EXERCISE DESCRIPTION
Write every line of the items below as a JSON list of strings, one string per line, skipping blank lines and leaving out the picture lines.

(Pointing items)
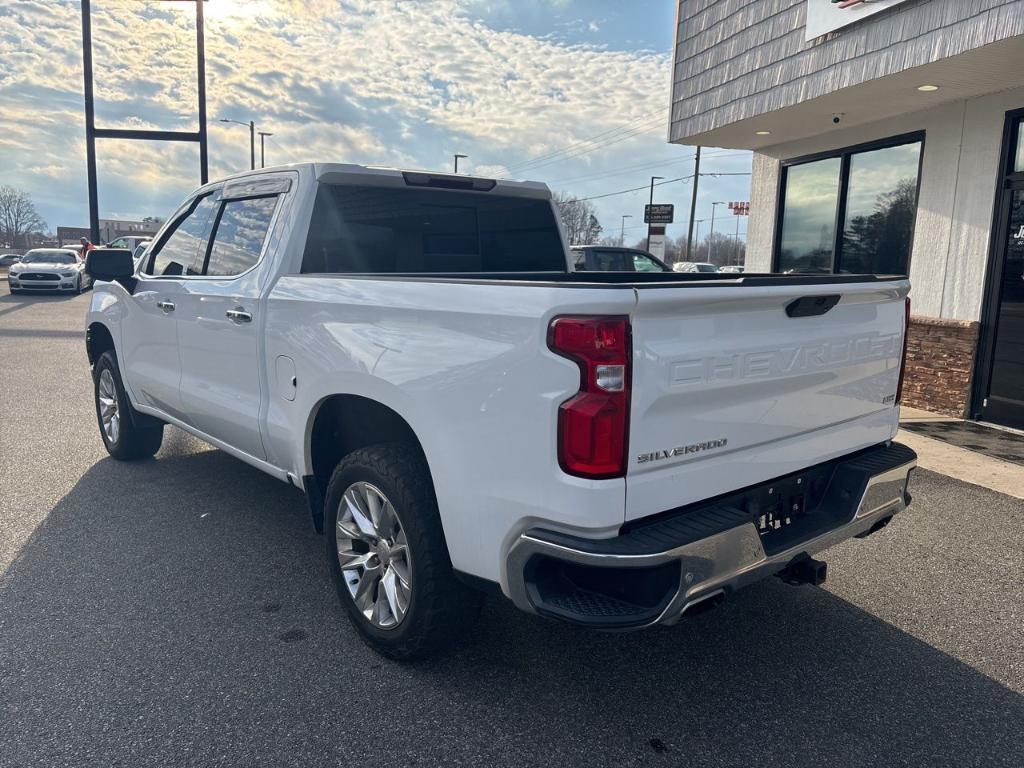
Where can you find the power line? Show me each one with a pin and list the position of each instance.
(589, 144)
(647, 186)
(644, 166)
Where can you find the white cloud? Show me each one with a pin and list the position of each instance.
(403, 83)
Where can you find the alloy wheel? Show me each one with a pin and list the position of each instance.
(374, 556)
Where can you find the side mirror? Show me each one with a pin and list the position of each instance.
(112, 265)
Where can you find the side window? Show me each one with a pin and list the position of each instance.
(643, 263)
(181, 252)
(241, 231)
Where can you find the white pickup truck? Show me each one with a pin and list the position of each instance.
(464, 412)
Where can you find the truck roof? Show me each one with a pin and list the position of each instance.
(351, 173)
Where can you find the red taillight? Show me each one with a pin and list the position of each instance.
(902, 363)
(593, 424)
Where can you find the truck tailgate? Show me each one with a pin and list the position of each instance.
(729, 390)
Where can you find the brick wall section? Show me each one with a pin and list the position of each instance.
(940, 365)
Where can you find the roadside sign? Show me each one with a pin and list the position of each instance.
(655, 245)
(658, 213)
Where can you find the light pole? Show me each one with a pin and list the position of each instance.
(711, 244)
(252, 139)
(652, 180)
(696, 237)
(622, 233)
(262, 135)
(693, 204)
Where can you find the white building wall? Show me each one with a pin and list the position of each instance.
(954, 211)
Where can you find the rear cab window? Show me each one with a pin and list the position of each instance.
(382, 229)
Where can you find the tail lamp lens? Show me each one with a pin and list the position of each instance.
(902, 363)
(593, 424)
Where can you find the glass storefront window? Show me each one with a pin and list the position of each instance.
(1019, 159)
(809, 217)
(877, 188)
(882, 200)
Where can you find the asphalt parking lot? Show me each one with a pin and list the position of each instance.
(177, 612)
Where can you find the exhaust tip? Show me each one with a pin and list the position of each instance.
(704, 604)
(805, 570)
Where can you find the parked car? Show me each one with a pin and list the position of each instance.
(465, 413)
(694, 266)
(614, 259)
(49, 269)
(139, 252)
(129, 242)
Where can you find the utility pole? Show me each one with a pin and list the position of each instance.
(711, 244)
(652, 179)
(693, 205)
(735, 253)
(252, 139)
(262, 135)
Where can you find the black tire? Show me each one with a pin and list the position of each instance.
(440, 607)
(137, 435)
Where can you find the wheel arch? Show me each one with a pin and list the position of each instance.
(340, 424)
(98, 339)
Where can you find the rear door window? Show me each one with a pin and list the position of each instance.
(181, 252)
(387, 229)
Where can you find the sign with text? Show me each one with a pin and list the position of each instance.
(655, 245)
(658, 214)
(827, 15)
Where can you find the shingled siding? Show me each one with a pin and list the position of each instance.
(739, 58)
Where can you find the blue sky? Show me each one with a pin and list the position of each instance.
(570, 92)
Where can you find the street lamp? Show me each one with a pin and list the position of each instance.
(711, 244)
(252, 139)
(622, 235)
(696, 237)
(262, 135)
(652, 180)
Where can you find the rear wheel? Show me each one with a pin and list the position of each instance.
(387, 554)
(127, 434)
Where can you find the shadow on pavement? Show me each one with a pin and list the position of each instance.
(177, 611)
(13, 302)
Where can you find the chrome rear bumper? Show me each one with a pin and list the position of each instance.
(863, 493)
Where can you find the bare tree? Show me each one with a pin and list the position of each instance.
(17, 216)
(580, 219)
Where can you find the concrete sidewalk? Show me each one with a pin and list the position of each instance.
(968, 466)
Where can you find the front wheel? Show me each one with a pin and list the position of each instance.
(126, 433)
(387, 554)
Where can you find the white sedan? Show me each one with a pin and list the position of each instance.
(49, 269)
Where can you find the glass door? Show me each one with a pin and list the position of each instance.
(1004, 402)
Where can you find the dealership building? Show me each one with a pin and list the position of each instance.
(888, 138)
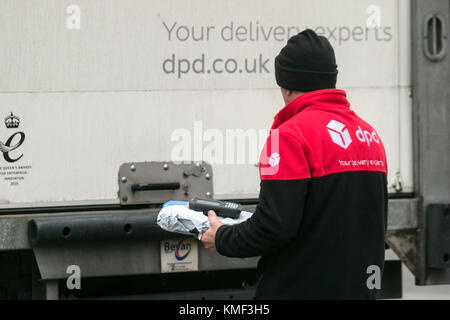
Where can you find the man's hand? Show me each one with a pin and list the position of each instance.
(209, 237)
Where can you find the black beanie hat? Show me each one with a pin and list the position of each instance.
(306, 63)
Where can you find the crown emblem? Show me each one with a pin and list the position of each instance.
(12, 121)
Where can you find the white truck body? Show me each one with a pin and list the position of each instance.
(103, 82)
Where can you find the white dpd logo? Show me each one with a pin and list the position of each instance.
(339, 134)
(274, 159)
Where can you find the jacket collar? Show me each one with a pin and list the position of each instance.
(327, 97)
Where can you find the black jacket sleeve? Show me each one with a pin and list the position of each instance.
(275, 222)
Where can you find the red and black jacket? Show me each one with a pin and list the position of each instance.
(321, 218)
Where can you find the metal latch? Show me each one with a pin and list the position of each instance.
(158, 182)
(435, 37)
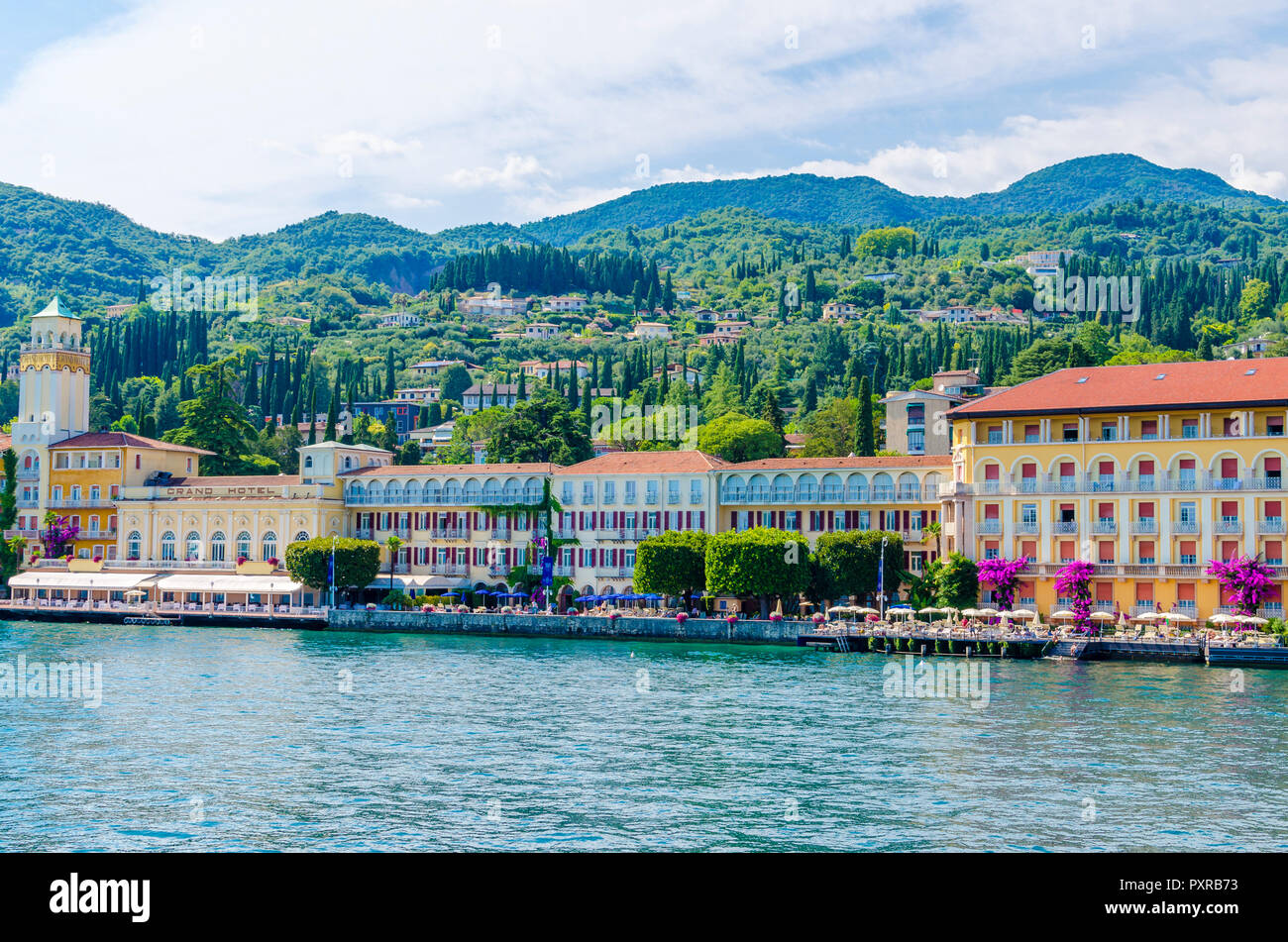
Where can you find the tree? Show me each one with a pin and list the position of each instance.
(9, 550)
(539, 430)
(357, 562)
(213, 421)
(763, 563)
(954, 579)
(1247, 580)
(456, 379)
(735, 438)
(673, 564)
(849, 560)
(1073, 581)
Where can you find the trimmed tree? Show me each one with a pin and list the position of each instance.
(1073, 581)
(849, 560)
(1004, 577)
(673, 564)
(357, 563)
(763, 563)
(1247, 580)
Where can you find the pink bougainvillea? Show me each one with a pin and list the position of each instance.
(1004, 577)
(1248, 581)
(1073, 581)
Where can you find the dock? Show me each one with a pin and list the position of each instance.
(1190, 652)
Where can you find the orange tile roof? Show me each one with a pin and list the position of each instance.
(532, 468)
(124, 440)
(231, 481)
(1222, 383)
(892, 461)
(647, 463)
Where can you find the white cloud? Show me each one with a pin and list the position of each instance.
(253, 115)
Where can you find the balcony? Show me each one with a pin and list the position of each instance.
(447, 533)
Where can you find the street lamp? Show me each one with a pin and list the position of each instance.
(881, 580)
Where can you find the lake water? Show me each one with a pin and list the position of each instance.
(213, 739)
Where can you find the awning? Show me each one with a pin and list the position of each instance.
(80, 580)
(258, 584)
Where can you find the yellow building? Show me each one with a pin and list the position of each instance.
(814, 495)
(86, 473)
(1146, 471)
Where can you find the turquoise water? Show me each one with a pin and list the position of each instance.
(241, 739)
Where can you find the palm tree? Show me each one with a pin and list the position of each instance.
(394, 545)
(932, 530)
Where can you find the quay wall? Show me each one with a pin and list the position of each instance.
(709, 629)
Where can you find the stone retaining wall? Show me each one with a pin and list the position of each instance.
(715, 629)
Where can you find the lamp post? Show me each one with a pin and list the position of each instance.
(881, 581)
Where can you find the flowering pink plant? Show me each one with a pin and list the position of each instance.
(1004, 577)
(1073, 581)
(1248, 581)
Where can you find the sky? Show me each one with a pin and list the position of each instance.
(249, 115)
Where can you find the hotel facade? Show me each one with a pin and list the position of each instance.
(1149, 472)
(1145, 471)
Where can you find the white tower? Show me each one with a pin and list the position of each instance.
(53, 387)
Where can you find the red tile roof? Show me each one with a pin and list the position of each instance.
(232, 481)
(892, 461)
(124, 440)
(1223, 383)
(647, 463)
(532, 468)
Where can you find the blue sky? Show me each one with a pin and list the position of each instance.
(244, 116)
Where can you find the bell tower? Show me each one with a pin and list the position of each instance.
(53, 392)
(53, 379)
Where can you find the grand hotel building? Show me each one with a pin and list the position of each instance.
(1146, 471)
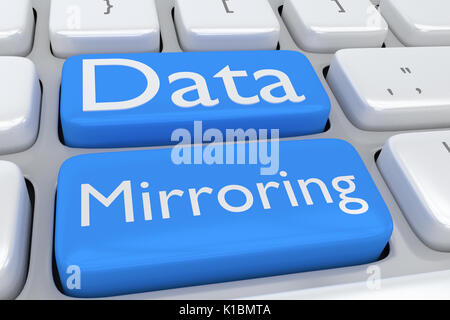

EXERCISE RESPONSE
[
  "Where can you find the power line? Show me each one with a pin and list the position of each instance.",
  "(589, 144)",
  "(647, 186)",
  "(644, 166)",
  "Where can you find the white cloud? Show me each one with a pin and list the position of each instance.",
  "(403, 83)",
  "Where can you find the alloy wheel? Show me each one with a pin and list the position of each instance.",
  "(374, 556)",
  "Where can you find the side mirror? Show me each one with a pin and list the position of each instance.",
  "(112, 265)",
  "Where can you find the side window? Show me each one with a pin and list the position of each instance.",
  "(643, 263)",
  "(181, 252)",
  "(241, 231)",
  "Where can you find the white pickup truck? Show me each one with a pin and list the position of each instance.",
  "(464, 412)",
  "Where can you find the truck roof? Show me each one with a pin and list the position of each instance.",
  "(351, 173)",
  "Where can you find the red taillight? Show me each one with a pin and list the position of each instance.",
  "(902, 363)",
  "(593, 424)",
  "Where can you find the truck tailgate? Show me each one with a pin and list the position of each instance.",
  "(729, 390)",
  "Where can you find the brick wall section? Show me each one with a pin and list the position of each instance.",
  "(940, 365)",
  "Where can you find the roadside sign? Show me each one with a pin and list the position of each instance.",
  "(655, 245)",
  "(658, 213)",
  "Where can you find the light pole? Show me each one with a pin and list the position of each instance.",
  "(711, 244)",
  "(252, 139)",
  "(652, 180)",
  "(696, 237)",
  "(622, 233)",
  "(262, 135)",
  "(693, 204)",
  "Where can you find the white building wall? Show me each one with a pin and list the position of each instance.",
  "(954, 211)",
  "Where can you find the rear cab window? Show me each one with a pin and list the position of each instance.",
  "(382, 229)",
  "Where can you find the tail lamp lens? Show me each one with a pin and list the position of each instance.",
  "(902, 363)",
  "(593, 424)",
  "Where can you find the glass storefront window? Show me each one with a pin and list the position of each instance.",
  "(1019, 159)",
  "(809, 217)",
  "(877, 188)",
  "(882, 200)",
  "Where can you find the asphalt parking lot? Show me each one with a pin and list the position of each instance.",
  "(177, 612)",
  "Where can you find the exhaust tip? Show me each one with a pin and list the position of each instance.",
  "(704, 604)",
  "(805, 570)",
  "Where can you find the parked car? Show me each one with a pin and list the position of each instance.",
  "(465, 413)",
  "(694, 266)",
  "(614, 259)",
  "(49, 269)",
  "(139, 252)",
  "(129, 242)",
  "Where can you find the utility pole? Show me each one with a pin and list the position of each instance.",
  "(711, 244)",
  "(652, 179)",
  "(693, 205)",
  "(735, 253)",
  "(252, 139)",
  "(262, 135)",
  "Where can you find the black tire? Show me each one with a pin and list the position of each instance.",
  "(440, 607)",
  "(137, 435)",
  "Where can you find the wheel arch? Show me each one with a pin and list the position of each instance.",
  "(340, 424)",
  "(98, 339)",
  "Where can you find the rear door window? Show me each one with a pin and list the position of each instance.",
  "(181, 252)",
  "(387, 229)",
  "Where can you find the sign with text? Show me each one with a pin and list the position of each instance.",
  "(655, 245)",
  "(658, 214)",
  "(827, 15)",
  "Where can you find the shingled siding? Show me each one with a pin and list the position of each instance.",
  "(739, 58)",
  "Where can you find the blue sky? Show me each one with a pin and list the position of each instance.",
  "(570, 92)",
  "Where can you find the street lamp? Show me each one with a pin and list the position of each instance.",
  "(711, 244)",
  "(252, 139)",
  "(622, 235)",
  "(696, 237)",
  "(262, 135)",
  "(652, 180)",
  "Where can you find the rear wheel? Show me each one with a pin and list the position of each instance.",
  "(387, 554)",
  "(127, 434)",
  "Where can you find the shadow on pavement? Show me each one with a pin and list the position of each instance.",
  "(177, 611)",
  "(13, 302)",
  "Where can you find the chrome rear bumper? Show me each one with a pin and list the position of each instance.",
  "(863, 493)",
  "Where can you find the bare tree? Show me each one with a pin and list the position of each instance.",
  "(17, 216)",
  "(580, 219)",
  "Where can you find the concrete sidewalk? Show me each one with a pin and list the position of each instance.",
  "(968, 466)",
  "Where can you find the front wheel? Show me each one with a pin and list the position of each instance.",
  "(126, 433)",
  "(387, 554)",
  "Where can you find the white sedan? Show me each one with a pin and list the position of each instance.",
  "(49, 269)",
  "Where can you find the glass door? Show me each one with a pin and list the position of each instance.",
  "(1004, 402)",
  "Where can you find the dealership building? Show me each one with a pin and list the position of each instance.",
  "(888, 138)",
  "Where can you find the man's hand? Show me each one with a pin and list the position of each instance.",
  "(209, 237)",
  "Where can you find the black beanie hat? Show me each one with a pin and list the position of each instance.",
  "(306, 63)",
  "Where can you find the crown emblem? Show me each one with a pin and list the position of each instance.",
  "(12, 121)",
  "Where can you find the white truck body? Show me each one with a pin and list the position of each instance.",
  "(103, 82)",
  "Where can you find the white dpd logo? Show me each one with a pin and list the position of each instance.",
  "(339, 134)",
  "(274, 159)",
  "Where can you find the jacket collar? Show me each one with a pin and list the position of each instance.",
  "(327, 97)",
  "Where can you find the black jacket sleeve? Show me each one with a pin and list the position of each instance.",
  "(275, 222)",
  "Where can you find the red and black jacket? Show me each one with a pin and list the position of each instance.",
  "(321, 218)",
  "Where can you find the metal latch? Show me each one with a pin and list the position of each instance.",
  "(158, 182)",
  "(435, 37)",
  "Where can you find the tree? Show me each one with a pin and list the position of each instance.",
  "(9, 550)",
  "(539, 430)",
  "(357, 562)",
  "(213, 421)",
  "(763, 563)",
  "(954, 579)",
  "(1247, 580)",
  "(456, 379)",
  "(735, 438)",
  "(673, 564)",
  "(849, 560)",
  "(1073, 581)",
  "Where can you find the trimmed tree? Show me each one with a pin and list the position of each instance.",
  "(1073, 581)",
  "(849, 560)",
  "(1004, 577)",
  "(673, 564)",
  "(357, 563)",
  "(763, 563)",
  "(1247, 580)",
  "Where can you find the pink bougainvillea? Show me each one with a pin and list the position of each instance.",
  "(1004, 577)",
  "(1248, 581)",
  "(1073, 581)",
  "Where can you find the dock? Show me each one with a pin and list the position of each instance.",
  "(1190, 652)",
  "Where can you find the orange tile roof? Show me each one with a pin and list the position of each instance.",
  "(532, 468)",
  "(124, 440)",
  "(231, 481)",
  "(1222, 383)",
  "(892, 461)",
  "(647, 463)",
  "Where can you find the white cloud? Show me each one with a pin and list the position of each instance.",
  "(253, 115)",
  "Where can you find the balcony? Show me each one with a pin and list the position of each instance.",
  "(447, 533)",
  "Where can you find the street lamp? Show me each one with a pin and list the position of each instance.",
  "(881, 580)",
  "Where can you find the lake water? Show me each one with a pin and list the position of each instance.",
  "(213, 739)",
  "Where can you find the awning? Show me each one with a pin and list the position of each instance.",
  "(80, 580)",
  "(258, 584)",
  "Where can you find the yellow building? Show me each one with a pin and list the position of each instance.",
  "(814, 495)",
  "(86, 473)",
  "(1146, 471)",
  "Where can you find the turquoise water? Show me each one with a pin and list the position of each instance.",
  "(241, 739)",
  "Where can you find the palm tree? Show me each one with a pin and list the position of each instance.",
  "(394, 545)",
  "(932, 530)",
  "Where can you find the quay wall? Show me each one with a pin and list the position of each instance.",
  "(709, 629)",
  "Where can you find the stone retaining wall? Show me each one with a pin and list the position of each instance.",
  "(715, 629)",
  "Where can you find the lamp post? Show me each one with a pin and list the position of each instance.",
  "(881, 581)",
  "Where can you find the flowering pink plant? Show me each one with a pin and list the position of each instance.",
  "(1004, 577)",
  "(1073, 581)",
  "(1248, 581)",
  "Where can you find the sky? Show me each one with a pin and list the position of each instance.",
  "(249, 115)",
  "Where can you find the hotel facade? Show me each one with a pin and list the position of each instance.",
  "(1149, 472)",
  "(1145, 471)",
  "Where can you find the white tower? Show me each one with a pin and list the position of each instance.",
  "(53, 387)",
  "Where can you find the red tile roof? Show me each one with a pin and list the position of each instance.",
  "(232, 481)",
  "(892, 461)",
  "(124, 440)",
  "(1223, 383)",
  "(647, 463)",
  "(532, 468)",
  "Where can you find the blue sky? Show me each one with a pin and list the position of each instance.",
  "(244, 116)",
  "Where can you find the bell tower? Show me each one with a pin and list the position of each instance.",
  "(53, 392)",
  "(53, 379)",
  "Where can you find the grand hotel building? Show me each one with a pin and list the position of each instance.",
  "(1146, 471)"
]